> [Предоставленный отрывок]
━━━━━━━━━━━━━━━━━━━━━━━━━━━━━━

Много лет спустя Ю. Г. Оксман опубликовал любопытнейшие выписки из тех мемуарных отрывков Раевского, которые попали в руки Щеголева. Это позднейшая, сибирская версия той беседы:
„Когда еще производилось надо мною следствие, ко мне приезжал начальник штаба 2-й армии генерал Киселев. Он объявил мне, что государь император приказал возвратить мне шпагу, если я открою, какое тайное общество существует в России под названием Союза благоденствия. Натурально, я отвечал ему, что „ничего не знаю. Но если бы и знал, то самое предложение вашего превосходительства так оскорбительно, что я не решился бы открыть. Вы предлагаете мне шпагу за предательство?“
Киселев несколько смешался: „Так вы ничего не знаете?“
– „Ничего“…“
Сложив вместе несколько свидетельств, мы вроде бы должны обнаружить их противоречивость: однако, вчитавшись, увидим, что все сходится…
Киселева больше всего беспокоит судьба Михаила Орлова: товарищ, человек своего круга (именно в эту пору Киселев жаловался генералу Закревскому: „Не поверишь, любезный друг, сколь трудно мне действовать против приятеля и товарища давних лет, – изволь (оторвать)меня от посредничества между Орловым и Сабанеевым…“). Вопрос же о тайном обществе крайне любопытен. Киселев знал многое, как и многие; вспомним пушкинскую реплику о „заговоре“: „Но кто же, кроме полиции и правительства, не знал о нем? О заговоре кричали по всем переулкам…“
Другое дело, что Киселеву и его начальникам, вплоть до царя, важно понять отличие „мирных“ союзов прежних лет, формально распущенных. – и новых, кажется более опасных.
Киселев был не прочь получить от Раевского подробности насчет программы и участников нового, боевого тайного союза и, кстати, понять роль генерала Орлова в этих объединениях. Одновременно проверялась стойкость Раевского: не выдаст ли на следствии Орлова, да и самого Киселева?
Раевский на многое отвечать отказался, чем Киселева и смутил, и удовлетворил: во всяком случае, начальник штаба мог быть спокоен, что Орлова майор не продаст. Более того, на другой день, явно по совету Киселева, Раевский просит разрешения „отдать генералу Орлову денежный отчет за шестимесячное управление школою“, и вообще желает привести в порядок свои дела.

━━━━━━━━━━━━━━━━━━━━━━━━━━━━━━

> [Условие задачи a]
Отфильтруйте записи: выпишите каждую строку, в которой встречается слово «house».
Отрывок и записи взяты из разных источников и между собой не связаны.

━━━━━━━━━━━━━━━━━━━━━━━━━━━━━━

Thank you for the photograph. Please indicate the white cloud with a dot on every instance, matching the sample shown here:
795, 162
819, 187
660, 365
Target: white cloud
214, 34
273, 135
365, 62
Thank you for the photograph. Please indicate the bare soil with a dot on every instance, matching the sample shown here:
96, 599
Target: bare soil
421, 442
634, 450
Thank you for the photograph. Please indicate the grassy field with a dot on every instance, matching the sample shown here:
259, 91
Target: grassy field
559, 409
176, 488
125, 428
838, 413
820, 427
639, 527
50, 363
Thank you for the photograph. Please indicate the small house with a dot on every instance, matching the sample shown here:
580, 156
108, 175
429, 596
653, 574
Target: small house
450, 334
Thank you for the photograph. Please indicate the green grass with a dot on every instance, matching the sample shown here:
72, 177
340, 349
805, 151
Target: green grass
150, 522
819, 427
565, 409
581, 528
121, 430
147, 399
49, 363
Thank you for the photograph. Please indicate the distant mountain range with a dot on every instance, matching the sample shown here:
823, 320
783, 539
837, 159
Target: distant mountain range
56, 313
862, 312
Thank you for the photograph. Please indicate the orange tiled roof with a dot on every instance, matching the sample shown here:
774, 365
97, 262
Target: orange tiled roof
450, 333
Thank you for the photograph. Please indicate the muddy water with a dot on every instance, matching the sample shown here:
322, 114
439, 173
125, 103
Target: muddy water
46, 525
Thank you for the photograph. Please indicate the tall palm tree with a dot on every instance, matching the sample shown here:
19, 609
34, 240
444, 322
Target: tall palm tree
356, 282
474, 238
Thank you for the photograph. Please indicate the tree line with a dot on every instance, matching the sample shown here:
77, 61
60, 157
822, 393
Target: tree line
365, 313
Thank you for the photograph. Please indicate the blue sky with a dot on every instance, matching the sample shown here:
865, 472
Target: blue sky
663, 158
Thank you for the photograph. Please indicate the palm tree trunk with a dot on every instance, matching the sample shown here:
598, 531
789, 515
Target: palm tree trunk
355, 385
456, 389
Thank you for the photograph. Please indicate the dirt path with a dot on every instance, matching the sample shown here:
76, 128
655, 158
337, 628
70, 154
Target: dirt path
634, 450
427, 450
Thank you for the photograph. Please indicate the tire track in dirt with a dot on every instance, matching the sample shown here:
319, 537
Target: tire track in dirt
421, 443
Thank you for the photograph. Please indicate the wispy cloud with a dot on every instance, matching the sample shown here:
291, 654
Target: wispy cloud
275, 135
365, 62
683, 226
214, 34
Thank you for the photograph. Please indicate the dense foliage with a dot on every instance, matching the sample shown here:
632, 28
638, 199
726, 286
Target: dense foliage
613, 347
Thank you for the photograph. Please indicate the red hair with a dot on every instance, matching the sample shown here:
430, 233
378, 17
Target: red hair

━━━━━━━━━━━━━━━━━━━━━━━━━━━━━━

> [Условие задачи b]
Переведите на английский язык следующее предложение из отрывка о Раевском и Киселеве: «Раевский на многое отвечать отказался, чем Киселева и смутил, и удовлетворил: во всяком случае, начальник штаба мог быть спокоен, что Орлова майор не продаст.»

> [Правильный ответ a]
Thank you for the photograph. Please indicate the small house with a dot on every instance, matching the sample shown here:
Target: small house

> [Правильный ответ b]
Raevsky refused to answer much, which both disconcerted and satisfied Kiselev: in any case, the chief of staff could rest assured that the major would not sell out Orlov.